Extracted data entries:
<<<<
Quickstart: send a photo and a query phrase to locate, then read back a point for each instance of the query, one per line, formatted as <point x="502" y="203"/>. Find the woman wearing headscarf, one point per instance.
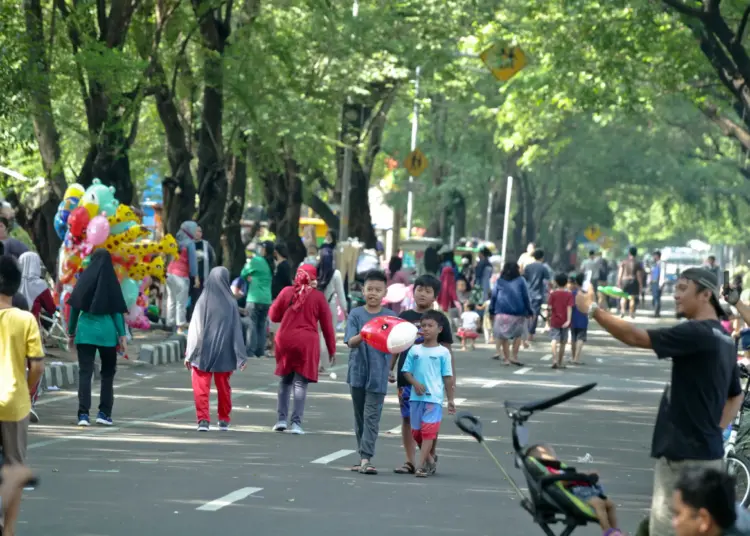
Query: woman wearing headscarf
<point x="215" y="347"/>
<point x="299" y="308"/>
<point x="260" y="270"/>
<point x="180" y="272"/>
<point x="511" y="308"/>
<point x="39" y="297"/>
<point x="97" y="323"/>
<point x="331" y="284"/>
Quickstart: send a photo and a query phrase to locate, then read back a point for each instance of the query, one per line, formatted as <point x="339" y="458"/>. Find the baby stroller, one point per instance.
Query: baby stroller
<point x="548" y="501"/>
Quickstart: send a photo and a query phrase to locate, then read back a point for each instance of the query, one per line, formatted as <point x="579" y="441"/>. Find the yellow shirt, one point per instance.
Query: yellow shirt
<point x="19" y="339"/>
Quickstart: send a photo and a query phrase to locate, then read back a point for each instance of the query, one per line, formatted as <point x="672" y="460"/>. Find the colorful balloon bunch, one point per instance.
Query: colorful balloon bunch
<point x="93" y="218"/>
>>>>
Task description —
Every entry must be transcribed exactly. Pictures do not belong in the copy.

Written response —
Quickstart: send a photo and a query phrase to locate, then read back a point for each instance of the query, one per line, formatted as <point x="502" y="203"/>. Find the woman wearing headscarf, one point per instance.
Query: woman wearing headscarf
<point x="215" y="347"/>
<point x="299" y="308"/>
<point x="260" y="270"/>
<point x="180" y="272"/>
<point x="511" y="308"/>
<point x="39" y="297"/>
<point x="97" y="323"/>
<point x="331" y="284"/>
Quickstart: send a photo and a query phrase to locate, then read back a point for each instance of the query, one per line, formatted as <point x="339" y="458"/>. Find the baby stroller, one point per instance.
Query: baby stroller
<point x="548" y="501"/>
Quickstart: send a photo and a query phrase to locate, then read back a point for each instance of the query, one per line, formatted as <point x="579" y="441"/>. Find the yellow shirt, one point per instance.
Query: yellow shirt
<point x="19" y="339"/>
Quickstart: send a photo and a query phrase to locate, then read back a point for each instance of the query, one per line, formatted as <point x="672" y="460"/>. Find the colorful balloon bunch, one point per instance.
Query: colorful balloon bunch
<point x="93" y="218"/>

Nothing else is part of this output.